[Líneas de datos]
***

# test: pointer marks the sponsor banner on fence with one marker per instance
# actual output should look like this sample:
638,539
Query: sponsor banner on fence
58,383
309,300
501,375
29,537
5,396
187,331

***

**Enunciado del ejercicio:**
Copia sin ninguna modificación todas las líneas de los registros de arriba, en el mismo orden.

**Salida completa:**
# test: pointer marks the sponsor banner on fence with one marker per instance
# actual output should look like this sample:
638,539
Query: sponsor banner on fence
58,383
309,300
501,375
29,537
5,396
187,331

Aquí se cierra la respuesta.